*WHAT YOU ARE ASKED TO DO*:
The entries that follow should be repeated exactly, with no pictures kept.

*** MATERIAL FOR THIS TASK Section Begins ***

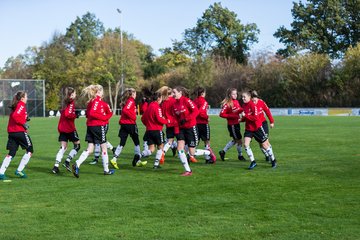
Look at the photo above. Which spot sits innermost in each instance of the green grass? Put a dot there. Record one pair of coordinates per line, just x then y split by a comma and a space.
313, 194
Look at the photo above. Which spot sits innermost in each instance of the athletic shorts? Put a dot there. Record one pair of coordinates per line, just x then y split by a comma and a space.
266, 127
259, 135
154, 137
189, 135
234, 131
204, 131
16, 139
66, 137
170, 132
126, 130
96, 134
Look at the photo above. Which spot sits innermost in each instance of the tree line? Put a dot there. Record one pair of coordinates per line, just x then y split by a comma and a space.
319, 66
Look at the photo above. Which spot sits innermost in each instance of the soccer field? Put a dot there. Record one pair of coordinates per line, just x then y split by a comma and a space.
313, 194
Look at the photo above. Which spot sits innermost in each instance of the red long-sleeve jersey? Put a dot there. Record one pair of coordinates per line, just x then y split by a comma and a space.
202, 105
128, 113
97, 113
168, 111
17, 118
153, 118
263, 108
231, 113
67, 119
252, 119
185, 109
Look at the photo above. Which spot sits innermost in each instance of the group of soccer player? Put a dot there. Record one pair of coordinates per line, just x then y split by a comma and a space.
186, 120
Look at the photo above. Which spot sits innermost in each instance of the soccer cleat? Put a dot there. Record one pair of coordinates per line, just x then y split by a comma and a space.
222, 155
212, 156
193, 159
20, 174
55, 170
174, 151
94, 162
141, 163
252, 165
162, 159
185, 174
114, 163
135, 159
66, 164
110, 172
75, 170
3, 177
273, 163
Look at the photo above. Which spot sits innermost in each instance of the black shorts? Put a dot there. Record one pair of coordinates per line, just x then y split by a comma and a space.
204, 131
170, 132
266, 127
96, 134
234, 131
189, 135
260, 135
126, 130
19, 138
72, 137
154, 137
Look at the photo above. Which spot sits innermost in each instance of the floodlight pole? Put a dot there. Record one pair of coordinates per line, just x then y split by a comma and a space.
121, 53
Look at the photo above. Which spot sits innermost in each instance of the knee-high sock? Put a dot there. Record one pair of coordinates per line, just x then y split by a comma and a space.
264, 151
183, 160
97, 151
239, 148
137, 150
105, 158
249, 153
270, 153
167, 146
82, 158
157, 157
109, 145
59, 156
118, 151
5, 164
145, 146
24, 161
229, 145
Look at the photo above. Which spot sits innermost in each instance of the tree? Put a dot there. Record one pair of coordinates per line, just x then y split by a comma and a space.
219, 32
329, 26
82, 34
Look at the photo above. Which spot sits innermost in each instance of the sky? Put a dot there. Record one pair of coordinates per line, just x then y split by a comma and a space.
157, 23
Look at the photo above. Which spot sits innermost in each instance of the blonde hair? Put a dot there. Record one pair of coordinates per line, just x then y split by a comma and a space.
165, 92
126, 95
228, 100
91, 91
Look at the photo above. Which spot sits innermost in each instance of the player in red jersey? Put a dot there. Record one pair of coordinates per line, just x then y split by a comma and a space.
98, 114
254, 129
128, 127
186, 112
202, 121
167, 110
263, 109
18, 135
154, 121
67, 130
230, 111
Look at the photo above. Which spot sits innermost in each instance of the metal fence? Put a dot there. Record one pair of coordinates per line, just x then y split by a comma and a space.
36, 95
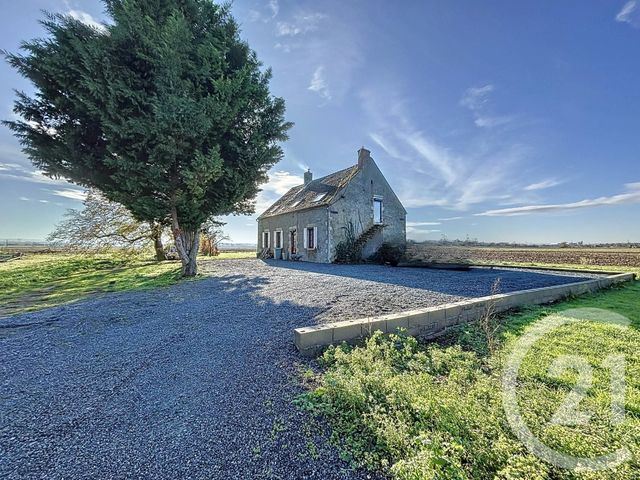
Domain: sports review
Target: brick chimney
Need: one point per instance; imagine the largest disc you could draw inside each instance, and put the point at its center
(308, 176)
(364, 156)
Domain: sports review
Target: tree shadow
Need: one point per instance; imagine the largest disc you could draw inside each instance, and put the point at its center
(202, 371)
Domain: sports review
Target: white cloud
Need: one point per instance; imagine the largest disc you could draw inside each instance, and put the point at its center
(549, 183)
(300, 24)
(279, 183)
(274, 7)
(266, 14)
(14, 171)
(319, 84)
(630, 14)
(71, 193)
(7, 167)
(476, 99)
(86, 18)
(429, 173)
(631, 196)
(420, 225)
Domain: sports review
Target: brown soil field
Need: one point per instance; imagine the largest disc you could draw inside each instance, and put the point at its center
(605, 257)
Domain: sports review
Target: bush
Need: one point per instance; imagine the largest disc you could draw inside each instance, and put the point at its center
(435, 412)
(388, 254)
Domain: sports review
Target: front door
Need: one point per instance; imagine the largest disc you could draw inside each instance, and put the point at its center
(293, 237)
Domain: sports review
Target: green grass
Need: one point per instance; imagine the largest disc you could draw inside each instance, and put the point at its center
(225, 255)
(566, 266)
(435, 411)
(38, 281)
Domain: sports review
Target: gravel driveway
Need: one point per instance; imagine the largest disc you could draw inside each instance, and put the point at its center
(194, 380)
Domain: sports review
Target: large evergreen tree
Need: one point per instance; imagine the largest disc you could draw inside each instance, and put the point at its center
(165, 110)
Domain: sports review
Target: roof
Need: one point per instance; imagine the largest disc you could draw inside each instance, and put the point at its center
(317, 193)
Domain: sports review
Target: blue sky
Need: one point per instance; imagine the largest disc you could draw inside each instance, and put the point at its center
(503, 121)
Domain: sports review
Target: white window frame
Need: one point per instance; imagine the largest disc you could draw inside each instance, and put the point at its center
(275, 238)
(379, 199)
(293, 246)
(315, 238)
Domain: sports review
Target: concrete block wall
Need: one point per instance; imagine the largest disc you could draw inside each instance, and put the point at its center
(433, 321)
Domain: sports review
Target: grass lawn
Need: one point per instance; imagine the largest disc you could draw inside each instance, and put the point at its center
(434, 411)
(37, 281)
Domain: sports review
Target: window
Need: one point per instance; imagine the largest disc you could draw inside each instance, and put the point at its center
(293, 242)
(377, 210)
(310, 238)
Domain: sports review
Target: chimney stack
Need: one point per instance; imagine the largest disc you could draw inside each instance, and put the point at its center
(308, 176)
(364, 156)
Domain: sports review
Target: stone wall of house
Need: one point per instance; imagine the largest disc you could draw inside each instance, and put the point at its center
(356, 204)
(300, 220)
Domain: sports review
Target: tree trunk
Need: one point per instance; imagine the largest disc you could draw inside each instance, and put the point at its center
(156, 235)
(187, 244)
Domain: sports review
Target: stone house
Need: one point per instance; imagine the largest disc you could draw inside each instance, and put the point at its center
(308, 221)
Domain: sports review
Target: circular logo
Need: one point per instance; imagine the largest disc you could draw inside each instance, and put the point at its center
(568, 413)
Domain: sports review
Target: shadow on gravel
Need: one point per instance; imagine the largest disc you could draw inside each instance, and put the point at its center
(190, 381)
(472, 283)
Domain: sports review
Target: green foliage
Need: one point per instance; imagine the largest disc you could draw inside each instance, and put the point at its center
(388, 254)
(37, 281)
(348, 250)
(165, 110)
(435, 411)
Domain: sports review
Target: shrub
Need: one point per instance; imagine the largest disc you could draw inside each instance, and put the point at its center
(435, 412)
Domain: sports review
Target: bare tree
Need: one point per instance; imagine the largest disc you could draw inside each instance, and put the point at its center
(102, 224)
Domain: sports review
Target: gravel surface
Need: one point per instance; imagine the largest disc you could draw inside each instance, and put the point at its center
(195, 380)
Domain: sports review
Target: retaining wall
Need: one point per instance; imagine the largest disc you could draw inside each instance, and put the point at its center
(433, 321)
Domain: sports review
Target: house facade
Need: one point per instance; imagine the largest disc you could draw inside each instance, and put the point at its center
(309, 220)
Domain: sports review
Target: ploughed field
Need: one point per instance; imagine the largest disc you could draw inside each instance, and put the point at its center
(604, 257)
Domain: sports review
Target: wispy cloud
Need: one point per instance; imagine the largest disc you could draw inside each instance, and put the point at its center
(630, 14)
(631, 196)
(71, 193)
(300, 24)
(319, 84)
(549, 183)
(476, 99)
(280, 182)
(434, 174)
(423, 224)
(14, 171)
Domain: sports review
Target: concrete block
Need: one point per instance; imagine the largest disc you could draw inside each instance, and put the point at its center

*** MATERIAL FOR THIS TASK Section Ends ***

*WRITTEN ANSWER*:
Look at the photo above. Which spot sits innermost in each instance of the green grass? Put a dot there. Record one pair of coordinates per line, just x then y split by a comma and a space.
313, 194
Look at the photo above. Which spot sits innermost in each instance of the athletic shorts? Put a dot there. Record one pair of coordinates per line, just x then y split by a comma and a space.
266, 127
259, 135
154, 137
189, 135
234, 131
204, 131
16, 139
66, 137
170, 132
126, 130
96, 134
Look at the photo above. Which spot sits innermost in each instance of the tree line? Put a dot there. Record one pair of coordinates per line, just x then y split by a comma and a space.
319, 66
Look at the photo above. Which spot sits innermost in each instance of the soccer field? Put a dot there. Record one pair of coordinates per line, just x then y split by a comma and a space.
313, 194
Look at the photo above. Which spot sits innermost in each instance of the red long-sleeve jersey? Put a dot there. Record one pair of coordinates per line, just x then y split by a comma and a space.
202, 105
128, 113
97, 113
168, 111
17, 118
153, 118
263, 108
231, 113
67, 119
252, 119
185, 109
Look at the photo above. Which spot sits innermost in each instance of the group of soccer player? Put a dot there. Record one pair of coordinates per line, just x then y split by a comma and a space.
186, 120
Look at the photo above. Which spot sits innermost in each instance of the soccer cleat? Put a dot there. Record one pair of coordinates per line, just x then y split by a comma and a space.
222, 155
212, 156
193, 159
20, 174
55, 170
174, 151
94, 162
141, 163
252, 165
162, 159
185, 174
114, 163
135, 159
66, 164
110, 172
75, 170
3, 177
273, 163
Look at the photo above. Which spot sits innermost in each instance of the black shorts? Put a dot there. Record one pair of coordinates per line, just x then y split by a comma and a space.
204, 131
170, 132
266, 127
96, 134
234, 131
189, 135
260, 135
126, 130
19, 138
72, 137
154, 137
Look at the photo above. Which spot sits innermost in each instance of the floodlight pole? Put a dot there. Record one pair of coordinates per line, just x then y split by a comma and a space.
121, 53
Look at the photo above. Which spot sits innermost in each instance of the knee-high sock? Put a dot there. Record one pair of coordinates per line, just x then y split by a comma and a space.
264, 151
183, 160
97, 151
239, 148
137, 150
105, 158
249, 153
270, 153
167, 146
82, 158
157, 157
109, 145
59, 156
118, 151
5, 164
145, 146
24, 161
229, 145
Look at the photo above. Which spot sits innermost in each instance of the tree? Put a dot there. Record one pair of coordinates per line, just x then y split by a comma and a space.
219, 32
329, 26
82, 34
Look at the photo above. Which spot sits innermost in each instance of the sky? Put a dot there. Record one pair of coordinates per line, just x then y split by a comma and a space.
157, 23
Look at the photo above. Which spot sits innermost in each instance of the blonde hair? Put a dot there. Record one pair of coordinates per line, just x then y split by a comma and a space.
165, 92
126, 95
228, 100
91, 91
Look at the photo above. Which spot sits innermost in each instance of the player in red jersey? Put a dot there. Record one pair of coordinates per line, just x then y split by a comma and a space.
98, 114
254, 129
128, 127
186, 112
202, 121
167, 110
263, 109
18, 135
154, 121
67, 130
230, 111
Look at the photo above. Which spot sits innermost in each instance of the metal fence? Put a dot there. Record one pair of coordinates per line, just x then y split by a comma and a space.
36, 95
Domain: sports review
Target: brick chimney
Need: one point per instance; imagine the largest disc you could draw inside each instance, and put the point at its center
(308, 176)
(364, 156)
Domain: sports review
Target: tree shadow
Need: one point per instance; imagine the largest disc you could draw inside each instance, and put the point at its center
(202, 371)
Domain: sports review
Target: white cloud
Need: one point per instance; imagine the largest disc you could draw inside each instance, and put the point at its center
(549, 183)
(300, 24)
(279, 183)
(274, 7)
(266, 14)
(14, 171)
(319, 84)
(630, 14)
(71, 193)
(7, 167)
(476, 99)
(86, 18)
(429, 173)
(631, 196)
(420, 225)
Domain: sports review
Target: brown soil field
Need: one point per instance; imagine the largest disc you could draw inside each instance, and put the point at its center
(605, 257)
Domain: sports review
Target: bush
Need: one point per instance; imagine the largest disc you could draw inside each instance, and put the point at its center
(435, 412)
(388, 254)
Domain: sports review
Target: front door
Need: one point per instance; imagine the largest disc you could draw inside each instance, and put the point at its center
(293, 237)
Domain: sports review
Target: green grass
Need: one point per instance; imagine the largest disc you could draw inside each instance, and put the point at its center
(225, 255)
(566, 266)
(435, 411)
(38, 281)
Domain: sports review
Target: gravel driveway
Need: one point per instance; imagine the largest disc you could draw inside each instance, and put the point at its center
(194, 380)
Domain: sports review
Target: large evergreen tree
Need: one point per instance; imagine the largest disc you could draw inside each instance, and put the point at its center
(165, 110)
Domain: sports review
Target: roof
Need: one point per instance; imagine the largest disc you could draw inside each instance, and put the point at its center
(317, 193)
Domain: sports review
Target: blue sky
Need: one point per instance; imagine the largest disc you could draw inside each instance, and put the point at its center
(503, 121)
Domain: sports review
Target: white window frame
Need: one point per instance; imagine the largest disc you could draw inside each instance, and put the point at its center
(275, 238)
(379, 199)
(293, 246)
(315, 238)
Domain: sports review
Target: concrete block wall
Need: one point per instance; imagine the largest disc you could draw inside each instance, and put the point at its center
(433, 321)
Domain: sports review
Target: grass lawn
Need: one point per instance; imagine the largest disc you could draw inside each instance, and put the point at its center
(434, 411)
(37, 281)
Domain: sports review
Target: window
Need: one point per instance; imagine the largest disc you could draw inside each instance, and put the point at its center
(293, 242)
(377, 210)
(310, 238)
Domain: sports review
Target: chimney stack
Need: one point per instance; imagine the largest disc you could draw inside each instance, and put the point at its center
(308, 176)
(364, 156)
Domain: sports review
Target: stone wall of house
Need: one point per instance; imagine the largest disc you could draw inside each instance, and put the point at its center
(356, 204)
(300, 220)
Domain: sports review
Target: tree trunk
Need: one point per instance; imagine the largest disc you could draw inside each instance, and put the point at its center
(156, 235)
(187, 244)
Domain: sports review
Target: stone house
Need: one point per instance; imagine the largest disc you could draw inside each instance, and put the point at its center
(308, 221)
Domain: sports review
Target: circular logo
Need: one point per instance; imagine the largest disc you could draw inside each instance, and put the point at its center
(568, 413)
Domain: sports review
Target: shadow on gravel
Need: one point per instance; imagine the largest disc you could draw inside each instance, and put the point at its center
(190, 381)
(472, 283)
Domain: sports review
Target: green foliage
Need: one point per instance; imagine the largest disc you could draw inside each instance, and put the point at its center
(388, 254)
(37, 281)
(348, 250)
(165, 110)
(435, 411)
Domain: sports review
Target: shrub
Need: one point per instance; imagine the largest disc you could draw inside each instance, and put the point at its center
(435, 412)
Domain: sports review
Target: bare tree
Need: one point per instance; imagine the largest disc you could draw inside each instance, and put the point at its center
(102, 224)
Domain: sports review
Target: gravel surface
Need: one point per instance; imagine the largest disc you could draw inside each instance, and put the point at its center
(195, 380)
Domain: sports review
Target: retaining wall
Need: one point per instance; imagine the largest disc you could draw inside each instance, and put the point at its center
(433, 321)
Domain: sports review
Target: house facade
Need: one point per instance; imagine the largest disc you could draw inside each instance, and put the point at its center
(309, 220)
Domain: sports review
Target: ploughed field
Need: one point per instance; imagine the largest disc you could draw inside each instance, and put the point at its center
(604, 257)
Domain: sports review
Target: wispy cloud
Need: one point per instance; imagine the largest disc you could draw inside each instance, and put the point at its center
(630, 14)
(631, 196)
(71, 193)
(300, 24)
(319, 84)
(549, 183)
(476, 99)
(280, 182)
(434, 174)
(423, 224)
(14, 171)
Domain: sports review
Target: concrete block
Need: one point per instance; imagine the largest disc you could draw inside each instance, and put the point at its center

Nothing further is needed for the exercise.